Making simple calculations,

$$\begin{array}{ccc}\hfill T& =& \underset{h\to 0}{lim}{\displaystyle \frac{P(a+h)-P\left(a\right)-1/2\left[P\right(a+h/2)-P(a\left)\right]}{h^2/2}}\hfill \\ & =& {\displaystyle \frac{P^{\prime }(a+h)-1/2P^{\prime }(a+h/2)}{h}}\hfill \\ & =& P^{\prime \prime }\left(a\right)-{\displaystyle \frac{1}{2}}{P}^{\prime \prime }\left(a\right)={\displaystyle \frac{1}{2}}{P}^{\prime \prime }\left(a\right).\hfill \end{array}$$

(38)

Then,

$$\mathcal{R}={\displaystyle \frac{1}{2}}{P}^{\prime \prime }\left(a\right)(x-a)(x-b)+P^{\prime }\left(a\right)(x-a)+P\left(a\right).$$

(39)

Example 4.

To calculate the remainder of the division of the polynomial $P\left(x\right)=5x^4-8x^3+6x^2-5x+2$ by $Q\left(x\right)=x^3+3x^2+3x+1$, take into account that

• $x^3+3x^2+3x+1={(x+1)}^3$.
• $P(-1)=26$.
• $P^{\prime }\left(x\right)=20x^3-24x^2+12x-5$
• $P^{\prime \prime }\left(x\right)=60x^2-48x+12$
• $P^{\prime }(-1)=-20-24-12-5=-61$.
• $P^{\prime \prime }(-1)=60+48+12=120$.

Then, by considering Formula (39),

$$\mathcal{R}={\displaystyle \frac{120}{2!}}{(x+1)}^2-61(x+1)+26=60x^2+59x+25.$$

(40)

[INFORMATION SHOWN]
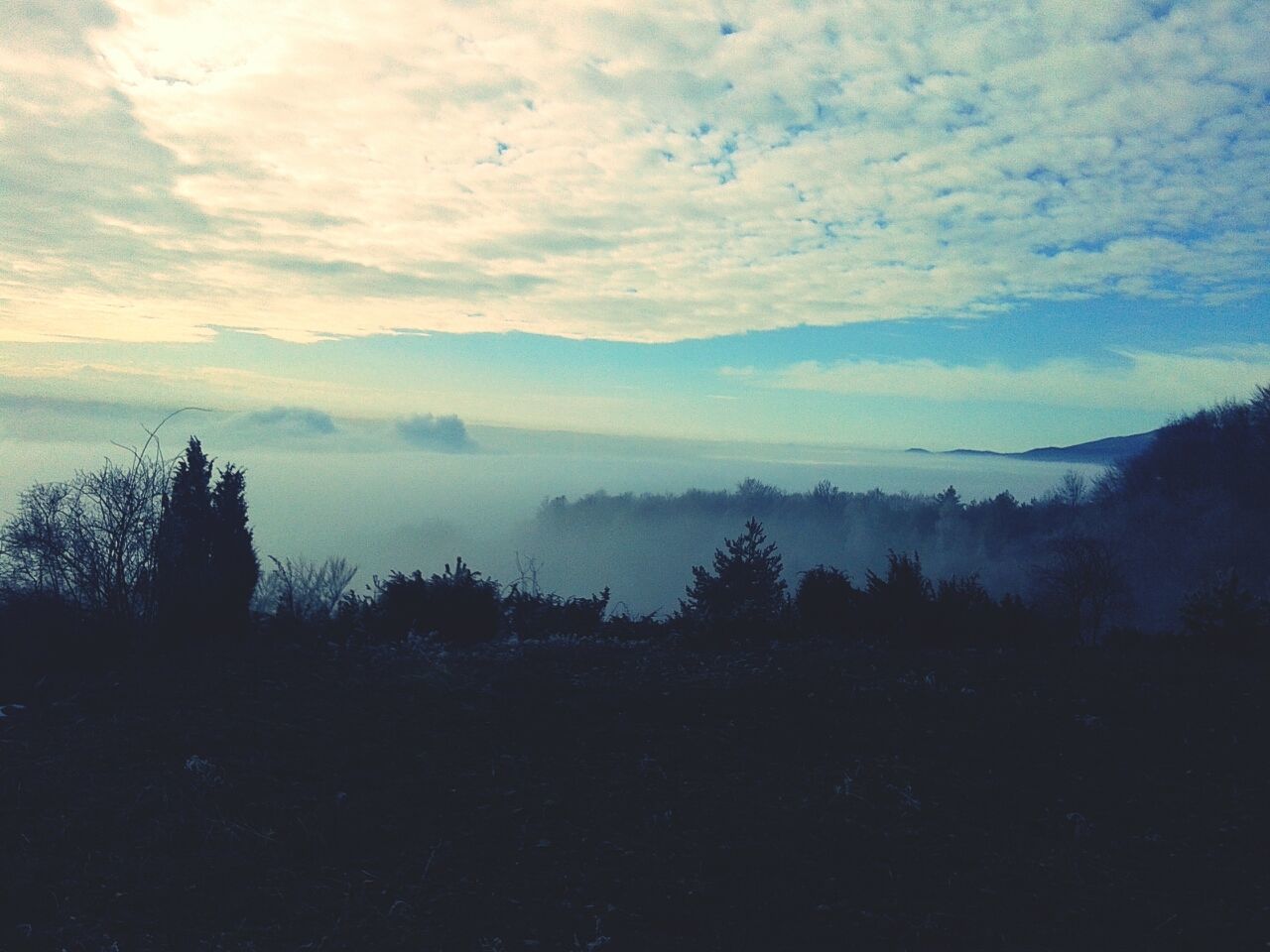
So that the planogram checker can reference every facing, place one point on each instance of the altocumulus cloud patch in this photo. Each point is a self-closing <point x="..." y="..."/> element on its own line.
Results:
<point x="440" y="433"/>
<point x="638" y="176"/>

[SET TASK]
Answer from the text on polynomial remainders:
1. How is the divisor x^3+3x^2+3x+1 rewritten in Example 4?
2. What value does the text give for P(-1)?
3. What remainder does the text obtain at the end of Example 4?

[TASK ANSWER]
1. (x+1)^3
2. 26
3. 60x^2+59x+25